(WRITTEN TASK): Each record below must be returned exactly as shown.

(MATERIAL PROVIDED):
====

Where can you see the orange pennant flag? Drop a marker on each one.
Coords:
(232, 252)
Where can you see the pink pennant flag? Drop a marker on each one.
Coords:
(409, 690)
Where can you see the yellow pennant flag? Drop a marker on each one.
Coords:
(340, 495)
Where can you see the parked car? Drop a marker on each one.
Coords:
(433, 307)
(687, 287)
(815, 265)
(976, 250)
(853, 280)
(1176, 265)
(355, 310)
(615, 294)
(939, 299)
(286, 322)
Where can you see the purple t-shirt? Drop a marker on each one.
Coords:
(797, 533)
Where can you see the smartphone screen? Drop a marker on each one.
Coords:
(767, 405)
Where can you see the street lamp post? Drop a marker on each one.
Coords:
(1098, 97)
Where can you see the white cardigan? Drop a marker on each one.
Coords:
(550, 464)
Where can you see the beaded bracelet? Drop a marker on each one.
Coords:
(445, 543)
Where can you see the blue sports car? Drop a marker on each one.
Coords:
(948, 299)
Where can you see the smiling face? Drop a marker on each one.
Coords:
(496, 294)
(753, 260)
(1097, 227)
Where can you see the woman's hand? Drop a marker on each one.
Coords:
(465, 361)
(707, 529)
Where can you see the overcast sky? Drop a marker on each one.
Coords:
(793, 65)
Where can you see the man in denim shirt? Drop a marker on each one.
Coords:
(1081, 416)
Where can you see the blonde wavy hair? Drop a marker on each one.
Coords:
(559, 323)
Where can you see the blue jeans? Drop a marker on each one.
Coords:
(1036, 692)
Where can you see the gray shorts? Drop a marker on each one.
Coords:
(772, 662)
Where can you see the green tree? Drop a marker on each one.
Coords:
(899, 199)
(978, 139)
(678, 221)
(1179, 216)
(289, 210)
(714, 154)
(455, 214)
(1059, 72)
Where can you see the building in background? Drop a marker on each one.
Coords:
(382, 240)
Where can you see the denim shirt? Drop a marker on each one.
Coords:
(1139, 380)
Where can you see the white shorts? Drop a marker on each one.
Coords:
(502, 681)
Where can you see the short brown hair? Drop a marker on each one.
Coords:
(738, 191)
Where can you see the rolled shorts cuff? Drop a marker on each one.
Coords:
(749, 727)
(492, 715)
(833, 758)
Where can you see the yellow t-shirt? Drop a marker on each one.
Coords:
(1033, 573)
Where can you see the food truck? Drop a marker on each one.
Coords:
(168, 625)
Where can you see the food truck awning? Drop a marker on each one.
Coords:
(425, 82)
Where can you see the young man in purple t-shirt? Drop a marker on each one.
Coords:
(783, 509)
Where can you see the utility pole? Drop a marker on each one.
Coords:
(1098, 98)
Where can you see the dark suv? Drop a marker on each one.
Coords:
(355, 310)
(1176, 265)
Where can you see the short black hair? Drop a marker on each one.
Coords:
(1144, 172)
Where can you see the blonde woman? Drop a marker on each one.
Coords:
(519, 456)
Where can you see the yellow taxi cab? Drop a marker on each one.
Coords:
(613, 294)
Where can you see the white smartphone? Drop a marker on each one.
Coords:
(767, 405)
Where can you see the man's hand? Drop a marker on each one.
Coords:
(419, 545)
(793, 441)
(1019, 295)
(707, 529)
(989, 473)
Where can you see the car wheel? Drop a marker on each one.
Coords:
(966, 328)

====

(SOLUTION TO THIS EXERCISE):
Where can you see the orange pennant flag? Drop a marker on each one.
Coords:
(232, 252)
Where can you see the pink pennant flag? Drop a marker on each one.
Coords:
(409, 690)
Where can you see the yellow pennant flag? Drop a marker on each one.
Coords:
(340, 495)
Where can you see the parked car? Drop a marker on each one.
Coords:
(433, 307)
(687, 287)
(815, 265)
(976, 250)
(853, 280)
(1176, 265)
(355, 310)
(615, 294)
(939, 299)
(286, 322)
Where can you see the purple t-shirt? Drop a marker on each one.
Coords:
(797, 533)
Where can you see the smartphone screen? Drop a marker on each one.
Coords:
(767, 405)
Where can you see the street lamp post? Drop a marker on each one.
Coords:
(1098, 97)
Where can you see the white cardigan? Drop a marker on each one.
Coords:
(550, 464)
Where can you see the beaded bracelet? Drop a marker on each one.
Coords:
(445, 543)
Where can you see the blue sports car? Drop a marker on each one.
Coords:
(948, 299)
Where can you see the smiling face? Drop a marker on each one.
Coords:
(496, 294)
(753, 260)
(1097, 227)
Where can you see the woman's hand? Drop a marker on each one.
Coords:
(465, 361)
(707, 529)
Where can you see the overcast sky? Drop a marker on each one.
Coords:
(793, 65)
Where can you see the man in denim shirt? Drop a marker on each one.
Coords:
(1081, 416)
Where can you see the blonde wavy hair? Drop a marker on each one.
Coords:
(559, 323)
Where can you see the blue jeans? Drop a marker on each one.
Coords:
(1036, 692)
Where can you see the gray shorts? Drop a marker on each one.
Coords:
(772, 662)
Where can you see the green tree? Drop a marker on each one.
Coords:
(899, 199)
(978, 139)
(678, 221)
(1179, 216)
(289, 210)
(714, 154)
(455, 214)
(1059, 72)
Where can you see the building in background? Drop a marker on each one.
Coords:
(382, 240)
Where can you see the denim shirt? Drop a marker on each one.
Coords:
(1139, 380)
Where can you see the white shorts? Drop a marker on each one.
Coords:
(502, 681)
Where can you see the short brown hair? Drop a marker on each one.
Coords:
(738, 191)
Where can you see the rolled shorts cuff? Drop a marker on each one.
Coords:
(749, 727)
(492, 715)
(833, 758)
Where can you see the yellow t-shirt? Drop a marker on each one.
Coords:
(1033, 573)
Where can you see the food truck? Drop a marker on each one.
Coords:
(168, 625)
Where can you see the food truck awning? Drop a marker on each one.
Coords:
(425, 82)
Where can you see the young man in purple t-shirt? Drop a marker on each one.
Coords:
(783, 509)
Where can you see the utility pole? Drop a marker on each one.
Coords:
(1098, 98)
Where can you see the dark suv? Drop a marker on each one.
Coords:
(355, 310)
(1176, 265)
Where can you see the short black hair? Drop a marker on each one.
Coords:
(1144, 172)
Where can you see the blonde woman? Drop a marker on each one.
Coords:
(519, 456)
Where can you see the yellow taxi cab? Drop a marker on each one.
Coords:
(613, 294)
Where can you see the white smartphone? Drop a marker on each one.
Coords:
(767, 405)
Where can you see the man's hand? Drop a marker on each one.
Coords:
(419, 545)
(793, 441)
(1019, 295)
(707, 529)
(989, 473)
Where can you see the car wheel? Drop a marker on each one.
Coords:
(966, 328)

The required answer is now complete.